(WORK REQUIRED) All of the data should be repeated exactly; pictures are not part of the copy.

(Dataset records)
——————————

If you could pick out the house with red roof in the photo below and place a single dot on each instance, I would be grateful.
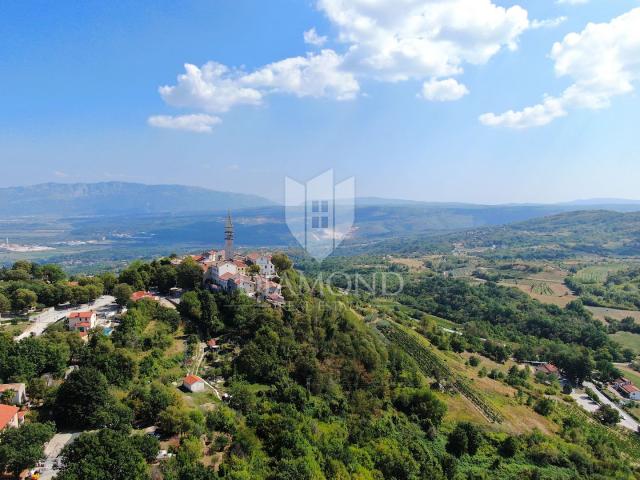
(626, 388)
(18, 390)
(548, 369)
(193, 383)
(140, 294)
(86, 317)
(9, 417)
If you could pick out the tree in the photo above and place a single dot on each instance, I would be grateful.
(282, 262)
(465, 438)
(24, 299)
(21, 448)
(421, 404)
(608, 415)
(109, 280)
(107, 455)
(165, 278)
(509, 447)
(122, 292)
(544, 406)
(189, 274)
(189, 306)
(52, 273)
(5, 304)
(83, 401)
(254, 269)
(209, 321)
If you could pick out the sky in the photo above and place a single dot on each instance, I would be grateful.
(482, 101)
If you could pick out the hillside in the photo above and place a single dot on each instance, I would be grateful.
(109, 198)
(561, 235)
(330, 386)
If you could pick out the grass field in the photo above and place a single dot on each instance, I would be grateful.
(630, 373)
(599, 273)
(545, 291)
(601, 312)
(627, 340)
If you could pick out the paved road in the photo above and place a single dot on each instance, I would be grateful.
(52, 451)
(590, 406)
(40, 322)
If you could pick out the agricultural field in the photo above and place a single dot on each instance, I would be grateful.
(599, 273)
(414, 264)
(628, 340)
(601, 313)
(544, 291)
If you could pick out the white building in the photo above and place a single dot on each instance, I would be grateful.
(88, 317)
(193, 383)
(19, 392)
(267, 269)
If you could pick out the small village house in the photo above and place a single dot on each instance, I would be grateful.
(9, 417)
(548, 369)
(139, 295)
(193, 383)
(82, 321)
(18, 392)
(626, 388)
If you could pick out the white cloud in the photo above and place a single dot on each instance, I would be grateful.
(388, 40)
(316, 75)
(312, 38)
(443, 90)
(213, 88)
(402, 39)
(572, 2)
(602, 61)
(548, 23)
(200, 122)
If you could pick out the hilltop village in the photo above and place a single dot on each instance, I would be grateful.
(226, 270)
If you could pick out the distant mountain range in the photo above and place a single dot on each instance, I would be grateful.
(134, 220)
(563, 235)
(118, 198)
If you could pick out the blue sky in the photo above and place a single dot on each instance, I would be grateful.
(80, 99)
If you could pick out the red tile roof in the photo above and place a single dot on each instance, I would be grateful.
(191, 379)
(549, 368)
(87, 314)
(7, 412)
(139, 295)
(10, 386)
(629, 388)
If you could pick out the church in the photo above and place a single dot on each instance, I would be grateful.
(253, 274)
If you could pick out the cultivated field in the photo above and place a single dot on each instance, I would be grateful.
(601, 312)
(628, 340)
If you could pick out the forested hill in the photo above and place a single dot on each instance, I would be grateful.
(120, 198)
(601, 232)
(597, 231)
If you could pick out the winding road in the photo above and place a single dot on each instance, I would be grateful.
(40, 322)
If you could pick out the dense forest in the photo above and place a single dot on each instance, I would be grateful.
(317, 390)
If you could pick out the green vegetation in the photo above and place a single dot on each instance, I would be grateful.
(608, 286)
(356, 385)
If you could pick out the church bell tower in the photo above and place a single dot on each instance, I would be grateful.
(228, 238)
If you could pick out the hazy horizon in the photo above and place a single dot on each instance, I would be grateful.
(502, 106)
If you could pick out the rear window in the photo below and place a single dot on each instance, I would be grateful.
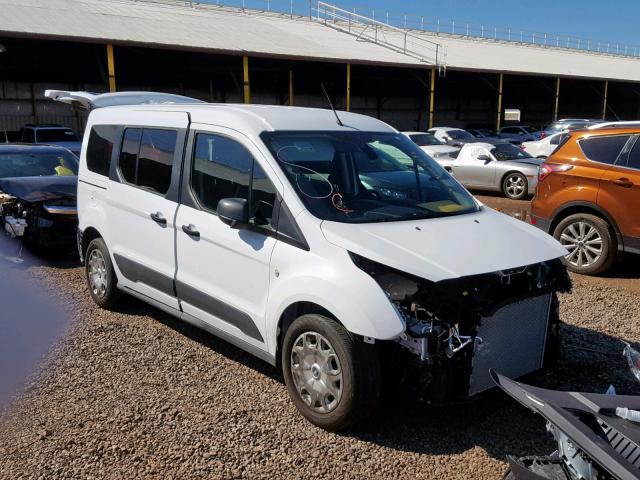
(38, 163)
(605, 149)
(146, 158)
(425, 139)
(100, 147)
(46, 135)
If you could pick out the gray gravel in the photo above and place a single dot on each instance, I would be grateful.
(137, 394)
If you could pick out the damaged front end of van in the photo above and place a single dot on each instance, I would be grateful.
(457, 329)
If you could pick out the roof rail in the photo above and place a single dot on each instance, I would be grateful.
(627, 124)
(90, 101)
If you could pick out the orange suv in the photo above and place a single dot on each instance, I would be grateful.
(588, 197)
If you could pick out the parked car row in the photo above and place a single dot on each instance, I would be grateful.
(482, 163)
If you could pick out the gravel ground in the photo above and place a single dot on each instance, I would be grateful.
(138, 394)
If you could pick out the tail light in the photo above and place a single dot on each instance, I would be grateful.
(547, 169)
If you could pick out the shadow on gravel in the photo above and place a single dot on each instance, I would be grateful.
(494, 422)
(15, 254)
(627, 267)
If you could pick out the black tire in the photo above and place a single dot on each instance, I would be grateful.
(360, 370)
(109, 296)
(509, 190)
(608, 254)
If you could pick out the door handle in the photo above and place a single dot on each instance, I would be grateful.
(191, 230)
(158, 218)
(623, 182)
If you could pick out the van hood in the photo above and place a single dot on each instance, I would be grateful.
(73, 146)
(448, 247)
(431, 149)
(535, 162)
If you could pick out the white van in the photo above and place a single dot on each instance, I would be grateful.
(327, 244)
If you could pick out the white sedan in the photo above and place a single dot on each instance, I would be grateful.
(545, 147)
(431, 145)
(502, 167)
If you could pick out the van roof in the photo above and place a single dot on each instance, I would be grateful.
(258, 117)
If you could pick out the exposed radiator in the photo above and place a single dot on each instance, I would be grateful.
(513, 342)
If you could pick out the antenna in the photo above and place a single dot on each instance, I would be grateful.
(331, 105)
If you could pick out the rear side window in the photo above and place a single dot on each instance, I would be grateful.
(146, 158)
(605, 149)
(28, 136)
(634, 156)
(100, 147)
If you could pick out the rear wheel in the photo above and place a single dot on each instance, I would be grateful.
(590, 242)
(101, 277)
(515, 186)
(332, 378)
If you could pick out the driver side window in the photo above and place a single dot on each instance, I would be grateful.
(224, 168)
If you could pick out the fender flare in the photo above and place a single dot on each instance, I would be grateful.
(376, 317)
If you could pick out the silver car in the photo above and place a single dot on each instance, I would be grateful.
(502, 167)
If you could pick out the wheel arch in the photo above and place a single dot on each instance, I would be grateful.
(290, 314)
(573, 208)
(509, 172)
(88, 234)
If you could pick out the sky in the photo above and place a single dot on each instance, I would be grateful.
(590, 19)
(612, 21)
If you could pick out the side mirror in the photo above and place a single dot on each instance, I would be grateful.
(233, 211)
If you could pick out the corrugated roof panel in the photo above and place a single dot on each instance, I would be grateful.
(232, 31)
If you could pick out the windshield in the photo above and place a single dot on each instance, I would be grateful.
(37, 164)
(459, 134)
(56, 135)
(359, 177)
(425, 139)
(508, 151)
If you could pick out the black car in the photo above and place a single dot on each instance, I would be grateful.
(38, 187)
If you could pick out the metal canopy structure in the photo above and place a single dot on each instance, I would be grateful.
(211, 28)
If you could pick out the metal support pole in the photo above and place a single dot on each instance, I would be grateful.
(34, 105)
(111, 68)
(245, 79)
(499, 112)
(432, 91)
(291, 87)
(557, 99)
(604, 99)
(348, 87)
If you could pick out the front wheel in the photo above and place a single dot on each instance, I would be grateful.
(101, 277)
(332, 377)
(515, 186)
(590, 242)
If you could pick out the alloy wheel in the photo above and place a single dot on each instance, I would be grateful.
(97, 273)
(515, 185)
(584, 243)
(316, 372)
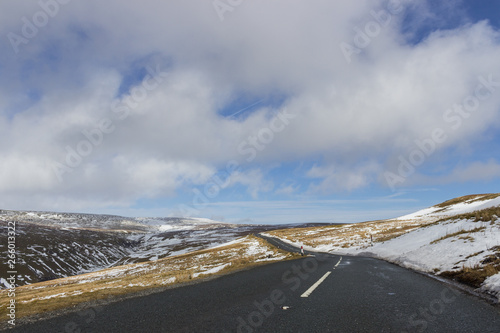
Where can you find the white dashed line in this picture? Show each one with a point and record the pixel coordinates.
(337, 263)
(314, 286)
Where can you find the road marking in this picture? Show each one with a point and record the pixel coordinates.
(337, 263)
(314, 286)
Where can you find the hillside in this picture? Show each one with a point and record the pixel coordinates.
(57, 245)
(457, 239)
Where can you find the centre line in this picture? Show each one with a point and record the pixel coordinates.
(314, 286)
(338, 263)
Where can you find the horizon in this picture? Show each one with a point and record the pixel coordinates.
(248, 112)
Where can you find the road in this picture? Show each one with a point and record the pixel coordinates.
(351, 294)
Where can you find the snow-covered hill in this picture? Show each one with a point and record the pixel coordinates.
(54, 245)
(458, 239)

——————————

(TASK RESPONSE)
If you could pick out the house with red roof in the photo below and place a single dot on each instance, I would be grateful.
(626, 388)
(18, 390)
(548, 369)
(193, 383)
(140, 294)
(86, 317)
(9, 417)
If you could pick out the tree in the photo above and place a single dot on each instance, I would be grateful.
(282, 262)
(465, 438)
(24, 299)
(21, 448)
(421, 404)
(608, 415)
(109, 280)
(107, 455)
(165, 278)
(509, 447)
(122, 292)
(544, 406)
(189, 274)
(189, 306)
(52, 273)
(5, 304)
(83, 401)
(254, 269)
(209, 321)
If you could pick out the sky in the photo above and place a single dot on each instance, I would be grateful.
(482, 101)
If you could pick out the hillside in the photo above and place a single dot on each instance, I would be grateful.
(109, 198)
(561, 235)
(330, 386)
If you could pick out the grass field in the photo above and place a single dot on each instance, I would be grateful.
(630, 373)
(599, 273)
(545, 291)
(601, 312)
(627, 340)
If you could pick out the paved road in the photo above and place a single dot on each instance, I would be grateful.
(52, 451)
(590, 406)
(40, 322)
If you could pick out the agricultural field in the photo above and place a single dot on each instance, I would be grateful.
(599, 273)
(414, 264)
(628, 340)
(601, 313)
(544, 291)
If you could pick out the white building in the photo above and place a single dot on each instance, I would be grateful.
(88, 317)
(193, 383)
(19, 392)
(267, 269)
If you could pick out the small village house in the photo above and place a single dot on each instance, I would be grateful.
(9, 417)
(548, 369)
(139, 295)
(193, 383)
(82, 321)
(18, 392)
(626, 388)
If you could pick out the white cloud in the photo above and place a single dot on each instance, I would be grateful.
(388, 40)
(316, 75)
(312, 38)
(443, 90)
(213, 88)
(402, 39)
(572, 2)
(602, 61)
(548, 23)
(200, 122)
If you could pick out the hilltop village in the photo above and place a single dot on each instance, I would be grateful.
(226, 270)
If you could pick out the distant mountain range in the photo above and place a single dot on each instance, I would be grateful.
(134, 220)
(563, 235)
(118, 198)
If you could pick out the blue sky in the photo above and place a single dot on each instance, I would be grateful.
(80, 99)
If you could pick out the red tile roof in the photo above and place a single dot on each instance, I would be grateful.
(191, 379)
(549, 368)
(87, 314)
(7, 412)
(139, 295)
(10, 386)
(629, 388)
If you could pick out the church in the photo above and place a single dot on each instance, I would be grateful.
(253, 274)
If you could pick out the cultivated field in the photo above and place a single dot on each instance, I would be grateful.
(601, 312)
(628, 340)
If you could pick out the forested hill in the photo above and place a single dot on each instance, I would be grateful.
(120, 198)
(601, 232)
(597, 231)
If you could pick out the winding road in the photo above and place a single dot on each instance, I would be grateful.
(40, 322)
If you could pick out the dense forest in the photo above and place a single dot on each instance, I would be grateful.
(317, 390)
If you could pick out the green vegetation in the photo above and place a single dot on each instance, I would be grateful.
(608, 286)
(356, 385)
If you could pick out the church bell tower in the photo above and place a single dot on each instance, I would be grateful.
(228, 238)
If you could pick out the hazy horizon in the photo above and place a single dot on each instance, I would be grateful.
(502, 106)
If you could pick out the rear window in the photo below and place a single dot on each instance, I would be grateful.
(38, 163)
(605, 149)
(146, 158)
(425, 139)
(100, 147)
(46, 135)
If you could pick out the gray gravel in the photo above and place a single dot on each instance, I would be grateful.
(137, 394)
If you could pick out the damaged front end of van in the photo above and place a single dot on each instance, I would be grateful.
(457, 329)
If you could pick out the roof rail in the photo above and place a single dot on each instance, I would be grateful.
(627, 124)
(90, 101)
If you could pick out the orange suv in the photo above and place a single dot on each instance, I would be grateful.
(588, 197)
If you could pick out the parked car row in the photo above and place a single dot on each instance, I would be grateful.
(482, 163)
If you could pick out the gravel ground in the photo above and place a single dot on each instance, I would be grateful.
(138, 394)
If you could pick out the tail light in the photo above and place a single dot on each instance, I would be grateful.
(547, 169)
If you could pick out the shadow on gravel in the photo above and place a single dot on each instance, I would be grateful.
(494, 422)
(15, 254)
(627, 267)
If you could pick out the black tire in the photo above and place a single dot on each instance, I would be grateful.
(360, 370)
(109, 296)
(509, 190)
(608, 254)
If you could pick out the door handle in the photo above and place a single dot on each instance, I would be grateful.
(191, 230)
(158, 218)
(623, 182)
If you could pick out the van hood in the photo above and place a single dot on each instance, I would be grateful.
(73, 146)
(448, 247)
(431, 149)
(535, 162)
If you could pick out the white van in the photo above and place a single dot on each instance, I would be grateful.
(327, 244)
If you could pick out the white sedan in the photo above and place a single dot on each instance, I would be grateful.
(545, 147)
(431, 145)
(502, 167)
If you could pick out the van roof in the photo above and place a single dot on each instance, I would be grateful.
(258, 117)
If you could pick out the exposed radiator in the photo above and place a single dot on each instance, I would be grateful.
(513, 342)
If you could pick out the antenna in the photo above and place a single dot on each instance, I would be grateful.
(331, 105)
If you could pick out the rear side window in the photo above and place a single dot on each instance, I would be grateful.
(146, 158)
(605, 149)
(28, 136)
(634, 156)
(100, 147)
If you could pick out the rear wheel in the photo above and place a single dot on each instance, I would be grateful.
(590, 242)
(101, 277)
(515, 186)
(332, 378)
If you could pick out the driver side window in the photo above and place a single dot on each instance, I would be grateful.
(224, 168)
If you could pick out the fender flare in the photo above and place a single dot on each instance, I would be grateful.
(376, 317)
If you could pick out the silver car in the photo above and place a single dot on each instance, I would be grateful.
(502, 167)
If you could pick out the wheel arch in the photo above and place a single dot on each instance, I would be grateful.
(290, 314)
(573, 208)
(509, 172)
(88, 234)
If you could pick out the sky in the photo above and place a single dot on each instance, I would be grateful.
(590, 19)
(612, 21)
If you could pick out the side mirror in the photo above and place a single dot on each instance, I would be grateful.
(233, 211)
If you could pick out the corrugated roof panel in the photo above and place a single dot on each instance, I would be grateful.
(232, 31)
If you could pick out the windshield in the photo above and place a single dot on each instance, I would be grateful.
(37, 164)
(459, 134)
(56, 135)
(359, 177)
(425, 139)
(508, 151)
If you could pick out the black car in the photo above and place a single dot on each instance, I would be grateful.
(38, 187)
If you could pick out the metal canopy structure in the photo above and place a single dot on each instance, I would be grateful.
(211, 28)
If you could pick out the metal support pole in the photo above and place a single dot on each instance, I would be grateful.
(34, 105)
(111, 68)
(245, 79)
(499, 112)
(432, 91)
(291, 87)
(557, 99)
(604, 99)
(348, 87)
If you could pick out the front wheel in the photo above and place a single dot on each instance, I would be grateful.
(101, 277)
(332, 377)
(515, 186)
(590, 242)
If you could pick out the alloy wheel in the photo above and place a single dot on each instance, I would be grateful.
(97, 273)
(515, 185)
(584, 243)
(316, 372)
Where can you find the white dashed line in this picture? Show each one with a point and record the pixel coordinates.
(337, 263)
(314, 286)
Where can you find the road marking in this picture? Show each one with a point and record the pixel coordinates.
(337, 263)
(314, 286)
Where can you find the hillside in this picture? Show each one with a point and record the pixel coordinates.
(57, 245)
(457, 239)
Where can you find the centre line in this picture? Show each one with a point and record the pixel coordinates.
(314, 286)
(338, 263)
Where can you find the horizon in this picture? Show each one with a point and record the pixel coordinates.
(248, 112)
Where can you find the road in this picture? Show each one with a point and record the pixel coordinates.
(351, 294)
Where can you find the snow-covered hill in this picture? Show each one with a point and record the pixel coordinates.
(54, 245)
(458, 239)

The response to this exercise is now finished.